[Document text]
______________________________

WASHINGTON - Extracts from plants found in abundance in and around the Mediterranean eventually may be used to help treat people with Alzheimer's and Parkinson's disease.
Scientists said chemicals in prickly pear and brown seaweed appear to interfere with the formation of sticky plaques found in the brains of those suffering from the two neurodegenerative, age-related diseases. The plaques are a hallmark of both Alzheimer's and Parkinson's that lead to a gradual reduction in brain function and to death.
The extracts, said researchers, appeared to replace the harmful sticky clumps with deposits that were less toxic.
Researchers at the University of Malta and the National Center of Scientific Research at the University of Bordeaux tested the plants' chemical extracts on Brewer's yeast with beta amyloid deposits, similar to those seen in Alzheimer's disease.

______________________________

[Available data]
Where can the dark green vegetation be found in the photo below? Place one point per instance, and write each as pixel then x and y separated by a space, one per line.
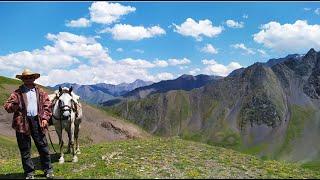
pixel 162 158
pixel 270 110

______________________________

[What to work on]
• A. Answer from the article on plant extracts and brain disease:
(i) Chemicals in which two plants appear to interfere with the formation of sticky plaques?
(ii) What did the extracts appear to replace the harmful sticky clumps with?
(iii) What did the researchers test the chemical extracts on?
• B. Resume the article on Mediterranean plant extracts and Alzheimer's and Parkinson's disease, starting right after its last sentence.

[Answers to the exercises]
• A.
(i) Prickly pear and brown seaweed.
(ii) Deposits that were less toxic.
(iii) Brewer's yeast with beta amyloid deposits, similar to those seen in Alzheimer's disease.

• B.
Study done using fruit flies
Scientists said the yeast's health improved dramatically after exposure to the chemicals. They next tested the extracts in fruit flies that were genetically modified to develop symptoms of Alzheimer's.
When the flies were given brown seaweed extract, their lifespans increased by two days, according to investigators. Prickly pear prolonged the insects' lives by four days. Researchers said one day in the life of a fruit fly is the equivalent to a human year.
Significantly, improvement was noted in the movement of some of the diseased insects.
Gummy protein overload
In a fly model of Parkinson's disease, scientists discovered the extracts also extended the lifespan of flies whose brains were overloaded with a gummy protein implicated in Parkinson's disease called alpha-synuclein.
The research was reported in the journal Neuroscience Letters.
Researchers said it appears the same biological pathways in the brain lead to the formation of sticky plaques seen in both diseases. They added that targeting those pathways is the most promising avenue in the fight against the neurodegenerative diseases.
Extracts are very safe
Lead author Ruben Cauchi of the University of Malta's Center for Molecular Medicine and Biobanking said the Mediterranean plant extracts already are on the market in health foods and some cosmetics, making them very safe.
The research team is working with a company that extracts the chemicals for commercial use as “fountain of youth” preparations.